Exercise requirements: State how many lines of the material below contain the string "bush". Give only the number.

Entries shown:
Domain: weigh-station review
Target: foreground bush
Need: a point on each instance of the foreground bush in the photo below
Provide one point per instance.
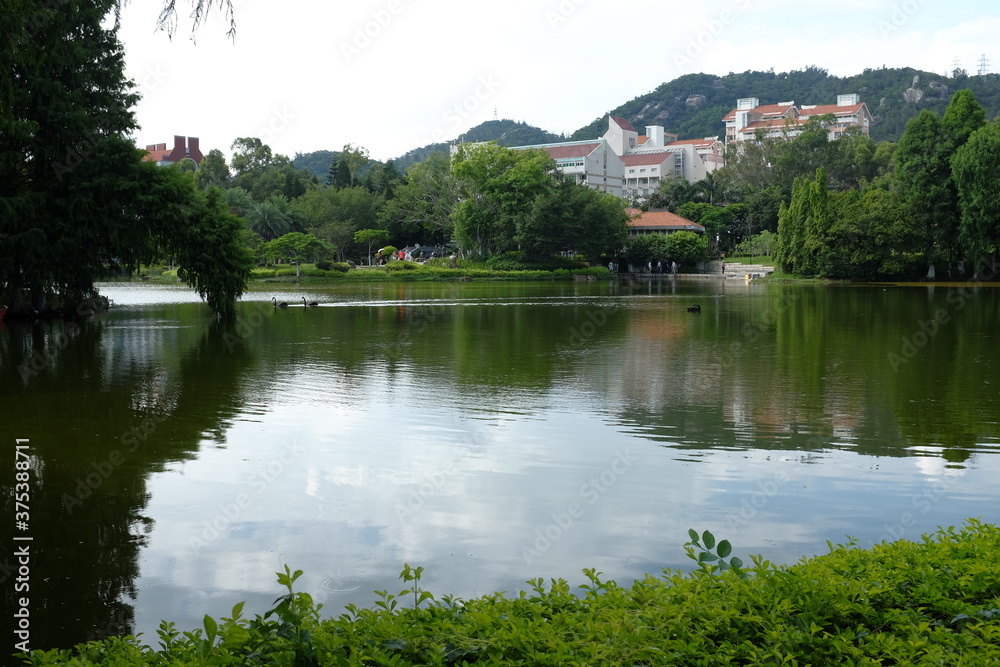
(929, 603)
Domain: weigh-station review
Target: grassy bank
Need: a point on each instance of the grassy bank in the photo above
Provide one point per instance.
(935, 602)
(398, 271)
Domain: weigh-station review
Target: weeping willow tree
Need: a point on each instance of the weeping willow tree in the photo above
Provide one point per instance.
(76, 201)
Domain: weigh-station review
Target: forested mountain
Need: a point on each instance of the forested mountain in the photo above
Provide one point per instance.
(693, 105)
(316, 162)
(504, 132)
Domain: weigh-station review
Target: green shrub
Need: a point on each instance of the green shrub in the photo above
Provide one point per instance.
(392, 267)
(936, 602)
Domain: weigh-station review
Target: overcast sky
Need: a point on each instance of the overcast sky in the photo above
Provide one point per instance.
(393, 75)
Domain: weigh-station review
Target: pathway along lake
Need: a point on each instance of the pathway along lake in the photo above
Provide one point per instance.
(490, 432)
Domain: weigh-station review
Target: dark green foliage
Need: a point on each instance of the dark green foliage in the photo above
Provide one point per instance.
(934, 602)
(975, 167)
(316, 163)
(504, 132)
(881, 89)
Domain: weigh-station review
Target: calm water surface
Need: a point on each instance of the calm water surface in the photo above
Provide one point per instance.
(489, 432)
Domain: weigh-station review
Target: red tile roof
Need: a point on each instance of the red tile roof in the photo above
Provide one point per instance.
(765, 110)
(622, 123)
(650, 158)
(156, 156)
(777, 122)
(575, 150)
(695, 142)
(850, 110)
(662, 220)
...
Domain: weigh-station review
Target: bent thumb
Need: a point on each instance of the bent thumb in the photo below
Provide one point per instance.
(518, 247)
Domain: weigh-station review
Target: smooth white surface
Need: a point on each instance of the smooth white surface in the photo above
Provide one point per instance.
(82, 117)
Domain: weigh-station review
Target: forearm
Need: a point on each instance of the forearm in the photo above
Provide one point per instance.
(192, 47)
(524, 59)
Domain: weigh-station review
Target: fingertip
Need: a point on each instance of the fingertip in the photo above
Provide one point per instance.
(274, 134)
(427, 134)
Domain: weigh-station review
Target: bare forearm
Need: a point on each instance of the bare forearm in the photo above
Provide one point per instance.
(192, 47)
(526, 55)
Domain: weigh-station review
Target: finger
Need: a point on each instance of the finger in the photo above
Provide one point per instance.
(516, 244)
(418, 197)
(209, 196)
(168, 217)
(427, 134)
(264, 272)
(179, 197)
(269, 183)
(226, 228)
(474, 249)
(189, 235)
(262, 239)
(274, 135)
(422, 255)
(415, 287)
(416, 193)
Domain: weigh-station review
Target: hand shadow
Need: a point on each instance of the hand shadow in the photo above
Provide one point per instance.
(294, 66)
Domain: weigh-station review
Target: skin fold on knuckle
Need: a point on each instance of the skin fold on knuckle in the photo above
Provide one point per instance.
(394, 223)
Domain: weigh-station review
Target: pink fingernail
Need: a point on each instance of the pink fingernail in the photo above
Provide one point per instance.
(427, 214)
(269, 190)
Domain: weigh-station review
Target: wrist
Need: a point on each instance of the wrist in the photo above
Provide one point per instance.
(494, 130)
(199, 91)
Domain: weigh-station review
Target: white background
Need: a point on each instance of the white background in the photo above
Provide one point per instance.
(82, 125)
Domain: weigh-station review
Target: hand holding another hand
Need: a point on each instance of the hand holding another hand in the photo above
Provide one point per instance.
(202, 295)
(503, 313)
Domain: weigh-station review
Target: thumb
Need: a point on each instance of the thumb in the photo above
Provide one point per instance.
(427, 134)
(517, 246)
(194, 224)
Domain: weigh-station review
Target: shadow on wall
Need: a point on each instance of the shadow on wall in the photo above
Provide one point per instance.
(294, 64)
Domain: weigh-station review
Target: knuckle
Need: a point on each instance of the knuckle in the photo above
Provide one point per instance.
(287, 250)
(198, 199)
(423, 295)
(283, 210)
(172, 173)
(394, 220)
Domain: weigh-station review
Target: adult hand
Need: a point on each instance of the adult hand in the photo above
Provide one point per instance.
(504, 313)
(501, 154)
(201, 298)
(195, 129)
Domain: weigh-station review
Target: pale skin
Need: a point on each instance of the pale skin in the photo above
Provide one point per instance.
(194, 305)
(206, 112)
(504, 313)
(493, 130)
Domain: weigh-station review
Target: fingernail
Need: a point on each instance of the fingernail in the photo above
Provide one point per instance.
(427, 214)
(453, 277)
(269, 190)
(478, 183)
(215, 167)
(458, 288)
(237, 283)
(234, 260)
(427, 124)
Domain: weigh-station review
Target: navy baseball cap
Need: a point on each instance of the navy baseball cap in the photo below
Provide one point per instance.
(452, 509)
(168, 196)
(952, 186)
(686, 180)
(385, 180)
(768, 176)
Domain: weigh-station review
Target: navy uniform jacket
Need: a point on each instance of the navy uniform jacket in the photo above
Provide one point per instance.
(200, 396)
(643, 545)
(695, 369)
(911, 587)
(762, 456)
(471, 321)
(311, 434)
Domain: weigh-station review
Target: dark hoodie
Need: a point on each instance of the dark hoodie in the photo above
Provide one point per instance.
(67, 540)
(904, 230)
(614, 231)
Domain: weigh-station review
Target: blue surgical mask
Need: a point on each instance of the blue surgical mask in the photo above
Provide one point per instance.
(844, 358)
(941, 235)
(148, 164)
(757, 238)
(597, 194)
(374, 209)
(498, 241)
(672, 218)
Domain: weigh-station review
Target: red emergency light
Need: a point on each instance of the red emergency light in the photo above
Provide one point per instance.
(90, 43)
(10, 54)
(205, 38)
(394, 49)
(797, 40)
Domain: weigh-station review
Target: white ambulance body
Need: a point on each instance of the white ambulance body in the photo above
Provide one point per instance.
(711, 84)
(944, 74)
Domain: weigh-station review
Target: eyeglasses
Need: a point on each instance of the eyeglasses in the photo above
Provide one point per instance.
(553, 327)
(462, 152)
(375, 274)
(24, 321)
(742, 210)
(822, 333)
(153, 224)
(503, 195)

Solution to the problem: 2